--- start RECORD LIST ---
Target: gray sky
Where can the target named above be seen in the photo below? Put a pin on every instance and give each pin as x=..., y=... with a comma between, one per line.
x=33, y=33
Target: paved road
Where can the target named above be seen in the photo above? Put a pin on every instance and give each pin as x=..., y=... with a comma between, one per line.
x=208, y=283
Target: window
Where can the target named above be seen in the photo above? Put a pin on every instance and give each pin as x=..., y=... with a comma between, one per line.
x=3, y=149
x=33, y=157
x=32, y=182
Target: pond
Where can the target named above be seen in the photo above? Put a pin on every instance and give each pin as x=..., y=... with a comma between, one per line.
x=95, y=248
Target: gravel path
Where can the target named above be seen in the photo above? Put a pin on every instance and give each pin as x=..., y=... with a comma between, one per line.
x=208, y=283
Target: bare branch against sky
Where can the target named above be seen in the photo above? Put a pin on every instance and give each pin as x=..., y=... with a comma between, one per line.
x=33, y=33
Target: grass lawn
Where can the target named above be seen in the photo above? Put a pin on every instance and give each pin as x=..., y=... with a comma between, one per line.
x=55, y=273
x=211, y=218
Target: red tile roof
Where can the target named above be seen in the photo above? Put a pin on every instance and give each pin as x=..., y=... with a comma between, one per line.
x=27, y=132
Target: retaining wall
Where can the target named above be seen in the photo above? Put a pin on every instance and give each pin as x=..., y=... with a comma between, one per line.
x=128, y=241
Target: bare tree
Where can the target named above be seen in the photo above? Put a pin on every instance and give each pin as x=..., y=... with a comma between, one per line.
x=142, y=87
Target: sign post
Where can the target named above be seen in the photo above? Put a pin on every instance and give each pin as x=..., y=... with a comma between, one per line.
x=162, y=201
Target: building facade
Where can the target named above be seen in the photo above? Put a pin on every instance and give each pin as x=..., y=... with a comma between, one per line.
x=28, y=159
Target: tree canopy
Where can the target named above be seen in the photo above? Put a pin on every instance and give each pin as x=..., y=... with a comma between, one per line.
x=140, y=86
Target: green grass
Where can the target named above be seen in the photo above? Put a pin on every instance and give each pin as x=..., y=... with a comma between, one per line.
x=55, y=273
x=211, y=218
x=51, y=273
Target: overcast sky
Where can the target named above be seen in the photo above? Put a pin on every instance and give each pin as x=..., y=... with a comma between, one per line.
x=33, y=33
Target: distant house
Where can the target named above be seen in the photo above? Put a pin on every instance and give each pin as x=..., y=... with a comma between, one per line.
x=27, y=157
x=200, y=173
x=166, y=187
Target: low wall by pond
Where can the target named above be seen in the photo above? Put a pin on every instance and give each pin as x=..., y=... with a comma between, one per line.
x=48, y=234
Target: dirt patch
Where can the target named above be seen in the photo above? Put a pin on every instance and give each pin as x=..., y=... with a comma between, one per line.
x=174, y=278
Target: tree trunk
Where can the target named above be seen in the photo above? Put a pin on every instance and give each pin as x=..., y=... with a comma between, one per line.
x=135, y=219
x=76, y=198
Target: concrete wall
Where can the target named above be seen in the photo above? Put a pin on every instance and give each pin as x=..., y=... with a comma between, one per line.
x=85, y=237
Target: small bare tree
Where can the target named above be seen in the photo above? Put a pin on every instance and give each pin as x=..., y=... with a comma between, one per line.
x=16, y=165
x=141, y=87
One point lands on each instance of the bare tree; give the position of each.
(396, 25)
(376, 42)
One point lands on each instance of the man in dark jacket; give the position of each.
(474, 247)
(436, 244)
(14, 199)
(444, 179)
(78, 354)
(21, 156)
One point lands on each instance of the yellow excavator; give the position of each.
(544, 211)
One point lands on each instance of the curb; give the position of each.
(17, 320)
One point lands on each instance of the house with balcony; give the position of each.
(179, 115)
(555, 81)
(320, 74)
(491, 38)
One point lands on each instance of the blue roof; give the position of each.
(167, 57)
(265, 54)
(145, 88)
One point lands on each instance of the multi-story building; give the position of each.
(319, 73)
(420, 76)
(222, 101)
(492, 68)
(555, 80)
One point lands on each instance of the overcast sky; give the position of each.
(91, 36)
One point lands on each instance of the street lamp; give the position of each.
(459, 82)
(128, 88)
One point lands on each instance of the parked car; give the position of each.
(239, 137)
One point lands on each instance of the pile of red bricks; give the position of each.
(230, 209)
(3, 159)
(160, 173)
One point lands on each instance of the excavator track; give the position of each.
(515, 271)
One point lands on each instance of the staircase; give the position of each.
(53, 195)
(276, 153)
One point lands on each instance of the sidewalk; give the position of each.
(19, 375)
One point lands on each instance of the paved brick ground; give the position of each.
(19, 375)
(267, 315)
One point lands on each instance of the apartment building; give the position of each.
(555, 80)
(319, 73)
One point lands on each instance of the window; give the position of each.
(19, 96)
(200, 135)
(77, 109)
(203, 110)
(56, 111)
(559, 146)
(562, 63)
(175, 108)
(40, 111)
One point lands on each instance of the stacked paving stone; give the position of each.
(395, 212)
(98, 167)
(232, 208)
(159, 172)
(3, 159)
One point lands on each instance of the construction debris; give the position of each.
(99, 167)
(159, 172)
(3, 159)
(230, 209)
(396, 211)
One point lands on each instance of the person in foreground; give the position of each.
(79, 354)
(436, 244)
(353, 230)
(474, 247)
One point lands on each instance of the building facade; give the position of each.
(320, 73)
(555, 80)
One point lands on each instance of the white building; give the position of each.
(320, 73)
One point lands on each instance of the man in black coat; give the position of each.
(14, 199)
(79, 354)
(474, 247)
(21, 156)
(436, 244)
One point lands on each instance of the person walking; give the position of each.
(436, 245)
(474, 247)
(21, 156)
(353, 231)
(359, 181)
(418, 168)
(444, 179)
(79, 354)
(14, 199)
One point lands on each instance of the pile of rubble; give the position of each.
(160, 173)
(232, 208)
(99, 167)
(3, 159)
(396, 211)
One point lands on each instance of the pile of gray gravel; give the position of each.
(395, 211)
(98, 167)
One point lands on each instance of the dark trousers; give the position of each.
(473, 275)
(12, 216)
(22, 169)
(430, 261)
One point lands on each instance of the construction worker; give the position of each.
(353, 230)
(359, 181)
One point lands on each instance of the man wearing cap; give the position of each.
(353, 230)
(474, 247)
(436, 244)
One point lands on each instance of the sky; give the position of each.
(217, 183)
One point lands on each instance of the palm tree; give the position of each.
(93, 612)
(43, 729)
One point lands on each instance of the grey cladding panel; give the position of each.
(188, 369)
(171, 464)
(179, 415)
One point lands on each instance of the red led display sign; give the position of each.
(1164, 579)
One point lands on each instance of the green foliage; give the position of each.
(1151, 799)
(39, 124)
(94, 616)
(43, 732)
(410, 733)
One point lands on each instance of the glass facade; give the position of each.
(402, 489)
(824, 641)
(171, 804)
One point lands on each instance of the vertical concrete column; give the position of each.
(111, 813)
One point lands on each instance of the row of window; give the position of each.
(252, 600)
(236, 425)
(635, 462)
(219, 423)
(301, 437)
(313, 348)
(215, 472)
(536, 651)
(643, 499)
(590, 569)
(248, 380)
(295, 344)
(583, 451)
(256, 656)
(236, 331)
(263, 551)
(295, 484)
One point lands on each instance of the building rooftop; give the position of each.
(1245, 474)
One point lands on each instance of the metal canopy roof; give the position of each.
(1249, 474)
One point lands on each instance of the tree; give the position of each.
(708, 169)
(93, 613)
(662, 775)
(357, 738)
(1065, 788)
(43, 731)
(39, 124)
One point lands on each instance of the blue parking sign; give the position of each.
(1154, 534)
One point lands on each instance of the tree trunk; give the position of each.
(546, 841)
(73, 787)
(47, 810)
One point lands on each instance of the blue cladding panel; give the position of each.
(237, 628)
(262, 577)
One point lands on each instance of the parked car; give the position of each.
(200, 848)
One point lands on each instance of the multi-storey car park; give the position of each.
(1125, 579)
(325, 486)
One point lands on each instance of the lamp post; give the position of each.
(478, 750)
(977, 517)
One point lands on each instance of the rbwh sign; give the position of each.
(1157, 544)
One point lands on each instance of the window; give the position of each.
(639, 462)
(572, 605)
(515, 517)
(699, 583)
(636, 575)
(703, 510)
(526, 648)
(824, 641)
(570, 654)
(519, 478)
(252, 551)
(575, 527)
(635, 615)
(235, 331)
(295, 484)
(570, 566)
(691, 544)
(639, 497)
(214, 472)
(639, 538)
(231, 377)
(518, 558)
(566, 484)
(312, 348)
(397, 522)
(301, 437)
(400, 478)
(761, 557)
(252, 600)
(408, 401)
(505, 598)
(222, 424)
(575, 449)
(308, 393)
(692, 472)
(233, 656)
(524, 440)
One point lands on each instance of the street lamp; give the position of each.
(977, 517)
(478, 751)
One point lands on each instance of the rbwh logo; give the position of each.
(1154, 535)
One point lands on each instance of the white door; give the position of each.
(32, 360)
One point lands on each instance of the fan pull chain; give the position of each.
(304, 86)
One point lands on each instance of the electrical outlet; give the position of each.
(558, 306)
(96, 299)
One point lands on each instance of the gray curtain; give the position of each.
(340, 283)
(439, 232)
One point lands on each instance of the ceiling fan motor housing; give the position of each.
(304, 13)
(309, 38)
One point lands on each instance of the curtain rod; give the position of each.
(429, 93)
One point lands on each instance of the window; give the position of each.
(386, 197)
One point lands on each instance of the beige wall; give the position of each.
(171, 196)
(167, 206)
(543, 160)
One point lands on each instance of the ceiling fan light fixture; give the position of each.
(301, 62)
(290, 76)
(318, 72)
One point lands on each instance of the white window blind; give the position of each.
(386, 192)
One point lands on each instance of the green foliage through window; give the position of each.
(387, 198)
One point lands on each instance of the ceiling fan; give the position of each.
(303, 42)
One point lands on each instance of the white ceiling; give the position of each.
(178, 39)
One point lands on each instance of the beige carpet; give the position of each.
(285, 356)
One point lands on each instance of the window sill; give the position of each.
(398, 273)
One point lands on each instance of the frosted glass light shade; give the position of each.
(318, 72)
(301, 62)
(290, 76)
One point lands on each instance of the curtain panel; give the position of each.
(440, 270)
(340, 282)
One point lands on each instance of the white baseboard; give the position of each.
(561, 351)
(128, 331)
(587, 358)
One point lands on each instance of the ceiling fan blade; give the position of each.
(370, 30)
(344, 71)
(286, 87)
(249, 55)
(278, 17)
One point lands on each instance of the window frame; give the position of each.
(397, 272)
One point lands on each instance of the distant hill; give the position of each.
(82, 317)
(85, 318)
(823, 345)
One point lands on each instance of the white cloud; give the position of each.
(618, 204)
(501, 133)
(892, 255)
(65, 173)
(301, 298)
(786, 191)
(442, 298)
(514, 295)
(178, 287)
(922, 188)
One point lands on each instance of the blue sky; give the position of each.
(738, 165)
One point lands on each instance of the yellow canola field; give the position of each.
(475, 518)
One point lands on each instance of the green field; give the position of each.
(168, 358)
--- end RECORD LIST ---
*DIRECTIVE*: Please render the records as a numbered list, starting at the first line and ending at the line that contains "x=32, y=182", and leave out any blank lines.

*TASK OUTPUT*:
1. Target: gray sky
2. Where can the target named above be seen in the photo below? Put a pin on every instance and give each pin as x=..., y=... with a comma between, one per line.
3. x=33, y=33
4. Target: paved road
5. Where can the target named above be seen in the photo above? Put a pin on every instance and give each pin as x=..., y=... with a comma between, one per line.
6. x=208, y=283
7. Target: window
8. Where can the target named above be seen in the photo above? Put a pin on every instance and give each pin as x=..., y=... with a comma between, one per line.
9. x=3, y=149
10. x=33, y=157
11. x=32, y=182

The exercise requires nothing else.